Available data ::

· · · · ·

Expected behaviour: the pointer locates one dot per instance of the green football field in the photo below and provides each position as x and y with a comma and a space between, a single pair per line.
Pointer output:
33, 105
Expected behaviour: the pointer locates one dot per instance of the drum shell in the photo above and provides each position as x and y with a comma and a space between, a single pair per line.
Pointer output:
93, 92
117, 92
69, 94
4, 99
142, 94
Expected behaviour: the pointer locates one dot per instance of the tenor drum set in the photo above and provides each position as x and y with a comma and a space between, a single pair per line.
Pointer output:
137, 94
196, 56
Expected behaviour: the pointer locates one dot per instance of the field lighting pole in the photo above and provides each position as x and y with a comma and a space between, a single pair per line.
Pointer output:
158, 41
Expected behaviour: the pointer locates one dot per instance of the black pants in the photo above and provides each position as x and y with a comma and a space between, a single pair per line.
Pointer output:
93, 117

· · · · ·

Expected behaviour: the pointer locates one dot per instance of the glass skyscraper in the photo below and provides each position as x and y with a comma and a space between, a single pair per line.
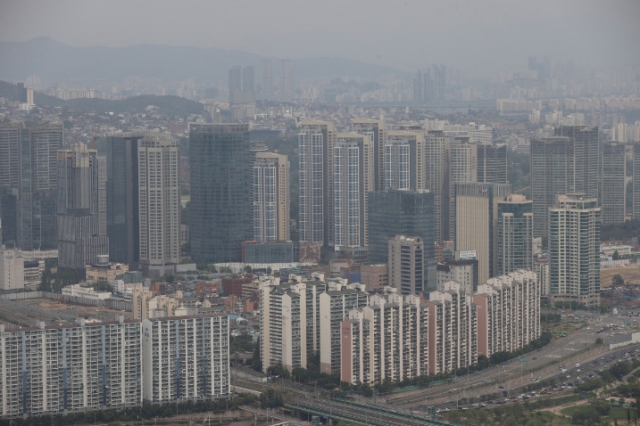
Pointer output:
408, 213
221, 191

· · · · ·

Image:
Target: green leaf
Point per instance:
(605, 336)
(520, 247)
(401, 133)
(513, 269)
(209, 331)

· · · · ·

Given task :: Which lines of the records above contain the string "field"? Return every such line in full.

Written answer ::
Expected behaviour: the pointer locates one dot per instance of the green football field in the photo below and provides each position as x and y with a comma and a space between, a single pair per line.
Expected behaviour: the pointer locates one dot per instance of the field lighting pole in the photo above and provides each position as x and y with a comma and a space between, a single pair per line.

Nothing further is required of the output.